=== Task objective ===
Repeat the records below exactly.
# START OF Provided data
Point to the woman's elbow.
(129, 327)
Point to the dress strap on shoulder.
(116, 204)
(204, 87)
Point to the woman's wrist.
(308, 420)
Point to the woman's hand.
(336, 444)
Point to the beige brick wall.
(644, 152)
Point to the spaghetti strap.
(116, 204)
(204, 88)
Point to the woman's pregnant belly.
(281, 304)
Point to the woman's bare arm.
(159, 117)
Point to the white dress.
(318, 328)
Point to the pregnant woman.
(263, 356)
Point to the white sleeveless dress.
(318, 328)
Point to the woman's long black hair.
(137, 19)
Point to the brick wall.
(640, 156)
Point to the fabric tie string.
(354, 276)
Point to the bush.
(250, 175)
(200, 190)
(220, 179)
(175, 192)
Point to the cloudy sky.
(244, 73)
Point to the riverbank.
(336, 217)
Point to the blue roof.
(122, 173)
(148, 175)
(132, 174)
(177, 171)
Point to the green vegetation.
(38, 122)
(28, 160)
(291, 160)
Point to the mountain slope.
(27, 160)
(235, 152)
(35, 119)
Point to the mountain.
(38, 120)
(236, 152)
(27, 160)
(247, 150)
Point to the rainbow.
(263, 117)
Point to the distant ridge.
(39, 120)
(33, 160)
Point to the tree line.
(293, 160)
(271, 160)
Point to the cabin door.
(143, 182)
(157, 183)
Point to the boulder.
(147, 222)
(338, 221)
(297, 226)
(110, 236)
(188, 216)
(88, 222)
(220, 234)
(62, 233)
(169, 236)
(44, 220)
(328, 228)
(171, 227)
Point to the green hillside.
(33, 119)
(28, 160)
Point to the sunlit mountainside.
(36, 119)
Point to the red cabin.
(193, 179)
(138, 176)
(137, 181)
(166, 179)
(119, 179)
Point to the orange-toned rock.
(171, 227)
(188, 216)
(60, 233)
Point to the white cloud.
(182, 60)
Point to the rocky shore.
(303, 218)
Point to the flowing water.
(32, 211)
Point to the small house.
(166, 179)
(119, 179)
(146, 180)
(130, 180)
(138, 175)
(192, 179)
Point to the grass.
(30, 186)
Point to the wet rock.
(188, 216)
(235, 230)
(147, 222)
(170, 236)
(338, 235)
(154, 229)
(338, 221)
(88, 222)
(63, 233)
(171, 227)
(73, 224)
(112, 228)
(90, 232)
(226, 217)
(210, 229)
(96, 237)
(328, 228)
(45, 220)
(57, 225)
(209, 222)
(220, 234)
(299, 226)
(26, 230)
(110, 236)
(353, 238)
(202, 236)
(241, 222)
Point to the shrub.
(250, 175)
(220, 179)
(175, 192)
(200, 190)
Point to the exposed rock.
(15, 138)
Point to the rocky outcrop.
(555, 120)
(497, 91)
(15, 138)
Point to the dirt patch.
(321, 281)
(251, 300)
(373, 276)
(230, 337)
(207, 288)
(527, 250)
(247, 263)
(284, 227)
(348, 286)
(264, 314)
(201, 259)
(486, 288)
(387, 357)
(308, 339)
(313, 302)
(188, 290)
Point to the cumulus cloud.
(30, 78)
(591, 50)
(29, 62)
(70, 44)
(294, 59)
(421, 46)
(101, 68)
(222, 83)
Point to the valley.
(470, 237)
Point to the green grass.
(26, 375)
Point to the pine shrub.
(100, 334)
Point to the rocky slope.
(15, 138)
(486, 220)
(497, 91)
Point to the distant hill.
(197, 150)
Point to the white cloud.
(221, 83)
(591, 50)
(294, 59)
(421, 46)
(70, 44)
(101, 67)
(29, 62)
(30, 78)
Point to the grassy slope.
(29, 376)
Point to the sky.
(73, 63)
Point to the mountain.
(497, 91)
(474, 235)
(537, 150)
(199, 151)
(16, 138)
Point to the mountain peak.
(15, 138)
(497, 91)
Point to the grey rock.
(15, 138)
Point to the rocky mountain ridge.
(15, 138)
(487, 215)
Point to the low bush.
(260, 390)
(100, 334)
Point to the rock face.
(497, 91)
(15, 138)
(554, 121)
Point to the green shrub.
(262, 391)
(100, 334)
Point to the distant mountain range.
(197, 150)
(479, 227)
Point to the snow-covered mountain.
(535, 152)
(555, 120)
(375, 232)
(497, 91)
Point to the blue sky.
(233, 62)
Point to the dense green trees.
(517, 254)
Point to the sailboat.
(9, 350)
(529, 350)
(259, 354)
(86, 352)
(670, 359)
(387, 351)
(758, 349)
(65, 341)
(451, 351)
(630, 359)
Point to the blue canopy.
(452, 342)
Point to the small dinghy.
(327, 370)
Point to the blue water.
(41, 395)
# END OF Provided data
=== Complete response ===
Point to the woman's elbow.
(129, 327)
Point to the dress strap on shoulder.
(116, 204)
(204, 87)
Point to the woman's wrist.
(308, 420)
Point to the woman's hand.
(336, 444)
Point to the beige brick wall.
(644, 152)
Point to the spaghetti strap.
(116, 204)
(204, 88)
Point to the woman's pregnant belly.
(281, 304)
Point to the woman's bare arm.
(159, 117)
Point to the white dress.
(318, 328)
Point to the pregnant woman.
(263, 356)
Point to the white sleeveless dress.
(318, 328)
Point to the woman's long black hair.
(137, 19)
Point to the brick wall.
(640, 156)
Point to the fabric tie string.
(354, 276)
Point to the bush.
(250, 175)
(200, 190)
(220, 179)
(175, 192)
Point to the cloudy sky.
(244, 73)
Point to the riverbank.
(336, 217)
Point to the blue roof.
(122, 173)
(148, 175)
(132, 174)
(177, 171)
Point to the green vegetation.
(38, 122)
(28, 160)
(291, 160)
Point to the mountain slope.
(27, 160)
(235, 152)
(35, 119)
Point to the mountain.
(38, 120)
(236, 152)
(27, 160)
(247, 150)
Point to the rainbow.
(263, 117)
Point to the distant ridge.
(39, 120)
(33, 160)
Point to the tree line.
(293, 160)
(271, 160)
Point to the cabin door.
(143, 182)
(157, 183)
Point to the boulder.
(147, 222)
(338, 221)
(297, 226)
(110, 236)
(188, 216)
(88, 222)
(220, 234)
(62, 233)
(169, 236)
(44, 220)
(328, 228)
(171, 227)
Point to the green hillside.
(33, 119)
(28, 160)
Point to the sunlit mountainside.
(36, 119)
Point to the red cabin.
(193, 179)
(138, 176)
(137, 181)
(166, 179)
(119, 179)
Point to the orange-toned rock.
(171, 227)
(188, 216)
(60, 233)
Point to the white cloud.
(182, 60)
Point to the rocky shore.
(303, 218)
Point to the flowing water.
(32, 211)
Point to the small house.
(166, 179)
(119, 179)
(146, 180)
(130, 180)
(138, 175)
(192, 179)
Point to the grass.
(30, 186)
Point to the wet rock.
(188, 216)
(235, 230)
(147, 222)
(170, 236)
(338, 235)
(154, 229)
(338, 221)
(88, 222)
(63, 233)
(171, 227)
(73, 224)
(112, 228)
(90, 232)
(226, 217)
(210, 229)
(96, 237)
(328, 228)
(45, 220)
(57, 225)
(209, 222)
(220, 234)
(299, 226)
(26, 230)
(110, 236)
(353, 238)
(202, 236)
(241, 222)
Point to the shrub.
(250, 175)
(220, 179)
(175, 192)
(200, 190)
Point to the exposed rock.
(15, 138)
Point to the rocky outcrop.
(555, 120)
(497, 91)
(15, 138)
Point to the dirt patch.
(321, 281)
(251, 300)
(373, 276)
(230, 337)
(207, 288)
(527, 250)
(247, 263)
(284, 227)
(348, 286)
(264, 314)
(201, 259)
(486, 288)
(387, 357)
(308, 339)
(313, 302)
(188, 290)
Point to the cumulus cloud.
(30, 78)
(591, 50)
(29, 62)
(70, 44)
(294, 59)
(421, 46)
(101, 68)
(222, 83)
Point to the valley.
(470, 237)
Point to the green grass.
(26, 375)
Point to the pine shrub.
(100, 334)
Point to the rocky slope.
(15, 138)
(486, 220)
(497, 91)
Point to the distant hill.
(197, 150)
Point to the white cloud.
(221, 83)
(591, 50)
(294, 59)
(421, 46)
(70, 44)
(101, 67)
(29, 62)
(30, 78)
Point to the grassy slope.
(29, 376)
Point to the sky.
(73, 63)
Point to the mountain.
(497, 91)
(474, 235)
(537, 150)
(199, 151)
(16, 138)
Point to the mountain peak.
(15, 138)
(497, 91)
Point to the grey rock.
(15, 138)
Point to the rocky mountain ridge.
(15, 138)
(487, 215)
Point to the low bush.
(260, 390)
(100, 334)
Point to the rock face.
(497, 91)
(15, 138)
(554, 121)
Point to the green shrub.
(262, 391)
(100, 334)
Point to the distant mountain range.
(197, 150)
(479, 227)
Point to the snow-covered mountain.
(535, 152)
(555, 120)
(375, 232)
(497, 91)
Point to the blue sky.
(233, 62)
Point to the dense green trees.
(517, 254)
Point to the sailboat.
(9, 350)
(529, 350)
(259, 354)
(86, 352)
(670, 359)
(387, 351)
(758, 349)
(65, 341)
(451, 351)
(630, 359)
Point to the blue canopy.
(452, 342)
Point to the small dinghy.
(327, 370)
Point to the blue water.
(41, 395)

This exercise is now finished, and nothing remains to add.